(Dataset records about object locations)
** Begin **

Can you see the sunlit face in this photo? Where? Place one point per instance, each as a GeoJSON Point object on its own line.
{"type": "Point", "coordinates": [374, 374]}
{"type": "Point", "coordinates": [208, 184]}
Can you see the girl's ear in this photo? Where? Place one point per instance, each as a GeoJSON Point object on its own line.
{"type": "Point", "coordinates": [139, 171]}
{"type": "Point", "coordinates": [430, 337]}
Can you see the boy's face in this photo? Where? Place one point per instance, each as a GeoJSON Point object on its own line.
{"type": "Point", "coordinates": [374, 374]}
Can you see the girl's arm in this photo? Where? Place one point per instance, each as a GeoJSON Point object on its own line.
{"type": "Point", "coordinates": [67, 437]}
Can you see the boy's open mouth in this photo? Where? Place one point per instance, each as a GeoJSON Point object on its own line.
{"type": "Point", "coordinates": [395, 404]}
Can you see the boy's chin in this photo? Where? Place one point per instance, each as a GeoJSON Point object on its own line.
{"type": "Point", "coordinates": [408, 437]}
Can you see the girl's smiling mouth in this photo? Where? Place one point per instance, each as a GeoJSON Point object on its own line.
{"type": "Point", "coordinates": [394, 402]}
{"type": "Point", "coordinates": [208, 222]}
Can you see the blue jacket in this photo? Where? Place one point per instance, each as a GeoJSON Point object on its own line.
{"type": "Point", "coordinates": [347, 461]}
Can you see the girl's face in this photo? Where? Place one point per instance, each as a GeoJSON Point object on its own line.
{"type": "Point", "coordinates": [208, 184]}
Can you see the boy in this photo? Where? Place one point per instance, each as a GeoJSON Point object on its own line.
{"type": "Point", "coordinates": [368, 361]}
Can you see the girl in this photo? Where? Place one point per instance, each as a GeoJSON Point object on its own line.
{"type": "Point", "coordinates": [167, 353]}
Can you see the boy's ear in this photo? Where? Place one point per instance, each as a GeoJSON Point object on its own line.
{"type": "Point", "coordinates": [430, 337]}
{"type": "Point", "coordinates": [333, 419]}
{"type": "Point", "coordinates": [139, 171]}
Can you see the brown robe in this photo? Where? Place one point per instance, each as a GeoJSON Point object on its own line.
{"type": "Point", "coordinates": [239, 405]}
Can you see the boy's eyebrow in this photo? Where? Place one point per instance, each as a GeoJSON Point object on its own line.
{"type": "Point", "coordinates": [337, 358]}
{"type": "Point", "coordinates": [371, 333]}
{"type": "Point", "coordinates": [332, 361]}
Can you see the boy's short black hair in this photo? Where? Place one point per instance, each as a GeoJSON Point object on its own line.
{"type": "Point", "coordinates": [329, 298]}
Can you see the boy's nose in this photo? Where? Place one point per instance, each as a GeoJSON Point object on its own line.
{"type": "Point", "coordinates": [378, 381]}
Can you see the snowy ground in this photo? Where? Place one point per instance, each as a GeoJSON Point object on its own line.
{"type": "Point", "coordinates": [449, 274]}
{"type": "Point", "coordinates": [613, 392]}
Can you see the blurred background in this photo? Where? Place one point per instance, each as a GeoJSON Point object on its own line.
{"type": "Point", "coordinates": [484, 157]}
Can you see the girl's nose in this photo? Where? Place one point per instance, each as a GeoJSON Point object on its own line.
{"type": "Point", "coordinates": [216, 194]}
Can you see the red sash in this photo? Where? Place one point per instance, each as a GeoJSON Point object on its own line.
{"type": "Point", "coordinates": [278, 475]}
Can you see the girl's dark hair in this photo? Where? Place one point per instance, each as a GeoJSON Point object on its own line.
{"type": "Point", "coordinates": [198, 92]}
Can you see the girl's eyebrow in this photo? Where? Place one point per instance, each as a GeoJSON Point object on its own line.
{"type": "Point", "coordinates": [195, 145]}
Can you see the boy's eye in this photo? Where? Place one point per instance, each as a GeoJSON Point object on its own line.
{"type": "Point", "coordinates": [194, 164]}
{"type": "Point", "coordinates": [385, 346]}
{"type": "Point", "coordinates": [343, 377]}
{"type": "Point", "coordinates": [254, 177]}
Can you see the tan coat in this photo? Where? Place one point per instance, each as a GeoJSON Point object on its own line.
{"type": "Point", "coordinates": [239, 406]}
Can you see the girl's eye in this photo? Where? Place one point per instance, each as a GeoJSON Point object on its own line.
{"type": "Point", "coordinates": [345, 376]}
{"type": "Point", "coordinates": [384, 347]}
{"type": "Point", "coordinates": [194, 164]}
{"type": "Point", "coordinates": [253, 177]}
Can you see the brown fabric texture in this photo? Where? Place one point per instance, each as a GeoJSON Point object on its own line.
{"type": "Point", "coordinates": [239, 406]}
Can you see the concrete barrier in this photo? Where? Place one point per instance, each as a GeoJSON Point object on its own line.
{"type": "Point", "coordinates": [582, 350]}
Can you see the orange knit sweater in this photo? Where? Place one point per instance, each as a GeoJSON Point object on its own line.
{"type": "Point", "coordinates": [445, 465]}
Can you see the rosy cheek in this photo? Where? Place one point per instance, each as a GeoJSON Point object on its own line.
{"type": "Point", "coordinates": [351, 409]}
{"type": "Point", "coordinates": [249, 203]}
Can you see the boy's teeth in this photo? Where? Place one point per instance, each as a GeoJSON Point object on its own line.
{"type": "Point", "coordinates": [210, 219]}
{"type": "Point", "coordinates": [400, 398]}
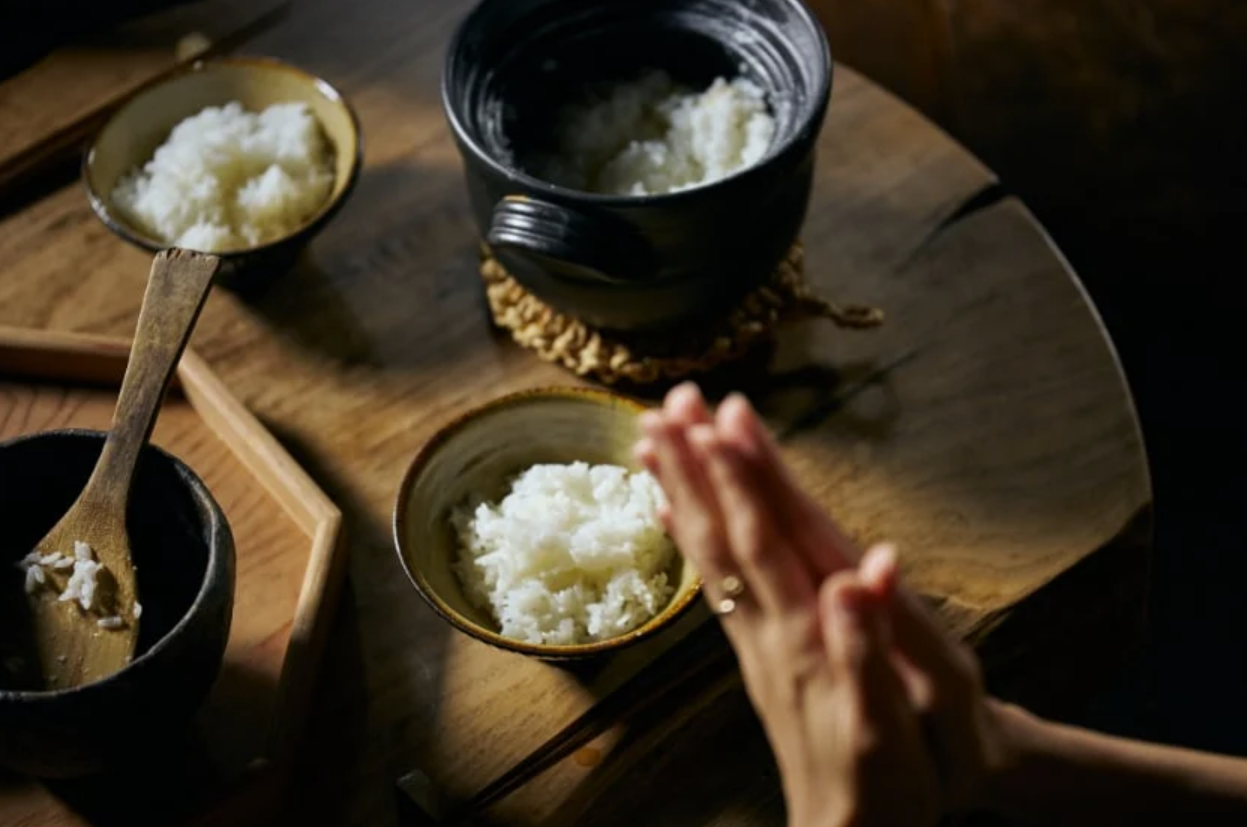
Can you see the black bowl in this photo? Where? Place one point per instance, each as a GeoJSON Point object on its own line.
{"type": "Point", "coordinates": [634, 262]}
{"type": "Point", "coordinates": [185, 560]}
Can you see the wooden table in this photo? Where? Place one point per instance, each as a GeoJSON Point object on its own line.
{"type": "Point", "coordinates": [985, 429]}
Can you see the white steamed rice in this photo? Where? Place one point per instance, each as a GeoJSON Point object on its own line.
{"type": "Point", "coordinates": [571, 554]}
{"type": "Point", "coordinates": [81, 585]}
{"type": "Point", "coordinates": [228, 178]}
{"type": "Point", "coordinates": [651, 136]}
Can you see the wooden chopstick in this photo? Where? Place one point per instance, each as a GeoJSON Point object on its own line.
{"type": "Point", "coordinates": [678, 674]}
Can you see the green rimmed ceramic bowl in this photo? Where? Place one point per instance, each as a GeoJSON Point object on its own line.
{"type": "Point", "coordinates": [130, 136]}
{"type": "Point", "coordinates": [476, 454]}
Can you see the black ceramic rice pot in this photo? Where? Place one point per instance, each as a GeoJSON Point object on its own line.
{"type": "Point", "coordinates": [634, 262]}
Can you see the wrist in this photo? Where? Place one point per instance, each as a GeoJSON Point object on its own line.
{"type": "Point", "coordinates": [1018, 736]}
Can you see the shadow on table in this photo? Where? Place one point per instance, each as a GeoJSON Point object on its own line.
{"type": "Point", "coordinates": [392, 282]}
{"type": "Point", "coordinates": [178, 777]}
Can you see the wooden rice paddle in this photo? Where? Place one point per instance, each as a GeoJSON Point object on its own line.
{"type": "Point", "coordinates": [71, 645]}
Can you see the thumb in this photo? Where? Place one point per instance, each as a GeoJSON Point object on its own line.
{"type": "Point", "coordinates": [856, 633]}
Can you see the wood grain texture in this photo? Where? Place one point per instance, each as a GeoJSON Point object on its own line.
{"type": "Point", "coordinates": [985, 428]}
{"type": "Point", "coordinates": [50, 107]}
{"type": "Point", "coordinates": [289, 566]}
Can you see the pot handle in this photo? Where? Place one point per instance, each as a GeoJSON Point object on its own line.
{"type": "Point", "coordinates": [570, 245]}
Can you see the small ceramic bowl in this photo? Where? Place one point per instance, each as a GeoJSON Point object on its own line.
{"type": "Point", "coordinates": [130, 136]}
{"type": "Point", "coordinates": [185, 559]}
{"type": "Point", "coordinates": [478, 454]}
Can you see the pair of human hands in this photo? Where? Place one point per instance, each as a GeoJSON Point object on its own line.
{"type": "Point", "coordinates": [874, 714]}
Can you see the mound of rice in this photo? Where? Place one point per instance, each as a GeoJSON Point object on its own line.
{"type": "Point", "coordinates": [571, 554]}
{"type": "Point", "coordinates": [651, 136]}
{"type": "Point", "coordinates": [227, 178]}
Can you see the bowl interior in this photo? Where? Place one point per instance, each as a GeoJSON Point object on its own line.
{"type": "Point", "coordinates": [476, 457]}
{"type": "Point", "coordinates": [516, 62]}
{"type": "Point", "coordinates": [130, 137]}
{"type": "Point", "coordinates": [170, 528]}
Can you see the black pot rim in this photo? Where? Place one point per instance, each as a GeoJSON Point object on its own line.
{"type": "Point", "coordinates": [808, 122]}
{"type": "Point", "coordinates": [217, 527]}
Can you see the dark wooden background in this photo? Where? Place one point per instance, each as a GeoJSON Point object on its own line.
{"type": "Point", "coordinates": [1120, 124]}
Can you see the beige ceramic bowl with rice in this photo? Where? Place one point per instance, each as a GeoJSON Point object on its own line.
{"type": "Point", "coordinates": [548, 514]}
{"type": "Point", "coordinates": [243, 157]}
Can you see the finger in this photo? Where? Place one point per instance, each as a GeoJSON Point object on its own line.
{"type": "Point", "coordinates": [857, 636]}
{"type": "Point", "coordinates": [685, 406]}
{"type": "Point", "coordinates": [772, 571]}
{"type": "Point", "coordinates": [692, 517]}
{"type": "Point", "coordinates": [824, 548]}
{"type": "Point", "coordinates": [645, 454]}
{"type": "Point", "coordinates": [878, 570]}
{"type": "Point", "coordinates": [939, 674]}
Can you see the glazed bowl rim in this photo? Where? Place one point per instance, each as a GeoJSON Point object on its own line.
{"type": "Point", "coordinates": [675, 609]}
{"type": "Point", "coordinates": [809, 121]}
{"type": "Point", "coordinates": [101, 202]}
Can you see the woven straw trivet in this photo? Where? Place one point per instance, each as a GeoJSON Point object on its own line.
{"type": "Point", "coordinates": [646, 358]}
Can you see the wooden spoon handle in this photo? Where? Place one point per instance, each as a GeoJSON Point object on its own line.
{"type": "Point", "coordinates": [177, 288]}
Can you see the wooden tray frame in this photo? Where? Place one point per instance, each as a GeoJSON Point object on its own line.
{"type": "Point", "coordinates": [75, 357]}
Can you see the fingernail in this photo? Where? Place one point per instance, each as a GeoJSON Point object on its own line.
{"type": "Point", "coordinates": [878, 564]}
{"type": "Point", "coordinates": [702, 438]}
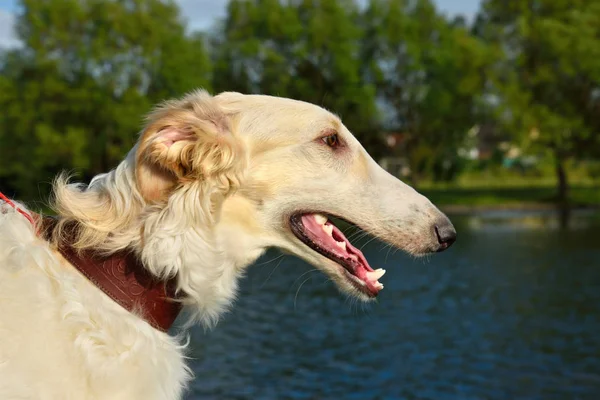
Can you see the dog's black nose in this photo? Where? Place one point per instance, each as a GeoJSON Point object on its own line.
{"type": "Point", "coordinates": [446, 234]}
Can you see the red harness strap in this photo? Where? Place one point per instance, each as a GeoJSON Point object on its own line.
{"type": "Point", "coordinates": [121, 275]}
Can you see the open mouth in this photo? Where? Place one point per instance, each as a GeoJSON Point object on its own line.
{"type": "Point", "coordinates": [320, 234]}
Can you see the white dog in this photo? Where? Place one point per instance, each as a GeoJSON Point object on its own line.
{"type": "Point", "coordinates": [212, 183]}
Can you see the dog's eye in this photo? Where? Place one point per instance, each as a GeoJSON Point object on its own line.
{"type": "Point", "coordinates": [332, 140]}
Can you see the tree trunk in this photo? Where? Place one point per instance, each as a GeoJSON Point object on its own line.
{"type": "Point", "coordinates": [562, 194]}
{"type": "Point", "coordinates": [562, 180]}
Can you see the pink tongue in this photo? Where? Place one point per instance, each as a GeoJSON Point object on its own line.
{"type": "Point", "coordinates": [323, 239]}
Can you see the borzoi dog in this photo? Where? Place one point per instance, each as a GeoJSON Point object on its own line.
{"type": "Point", "coordinates": [86, 299]}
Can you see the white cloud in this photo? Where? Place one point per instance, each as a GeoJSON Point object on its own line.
{"type": "Point", "coordinates": [7, 33]}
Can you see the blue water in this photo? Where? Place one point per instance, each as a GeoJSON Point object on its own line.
{"type": "Point", "coordinates": [512, 311]}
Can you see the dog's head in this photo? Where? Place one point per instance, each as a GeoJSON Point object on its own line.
{"type": "Point", "coordinates": [269, 171]}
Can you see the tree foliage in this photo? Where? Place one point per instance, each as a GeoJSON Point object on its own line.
{"type": "Point", "coordinates": [72, 96]}
{"type": "Point", "coordinates": [548, 80]}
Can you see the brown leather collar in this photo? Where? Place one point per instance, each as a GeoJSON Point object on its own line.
{"type": "Point", "coordinates": [123, 278]}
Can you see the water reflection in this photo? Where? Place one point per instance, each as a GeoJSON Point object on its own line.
{"type": "Point", "coordinates": [512, 311]}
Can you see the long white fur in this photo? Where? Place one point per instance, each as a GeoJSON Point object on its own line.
{"type": "Point", "coordinates": [226, 196]}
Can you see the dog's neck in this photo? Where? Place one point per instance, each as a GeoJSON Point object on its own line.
{"type": "Point", "coordinates": [177, 238]}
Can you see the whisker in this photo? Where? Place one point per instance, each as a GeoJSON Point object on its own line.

** End **

Nothing but the lines from the one with "Can you see the water" through the last line should be repeated, each exactly as it stands.

**RESULT BELOW**
Can you see the water reflection in this photo? Where? Place one point per instance, each as a GeoJSON Point object on its own line.
{"type": "Point", "coordinates": [512, 311]}
Can you see the long white fur in this photo? Where? Place one point per instance, each as a GeoJSON Point object on its own line.
{"type": "Point", "coordinates": [226, 196]}
Can you see the dog's neck in this photo? Where? Place one point per instance, each as a GeoJSON Point object on its own line.
{"type": "Point", "coordinates": [177, 238]}
Can you see the whisker in this photo? Where? Place one point per instance, each as a GeoJSON Point object on its own line.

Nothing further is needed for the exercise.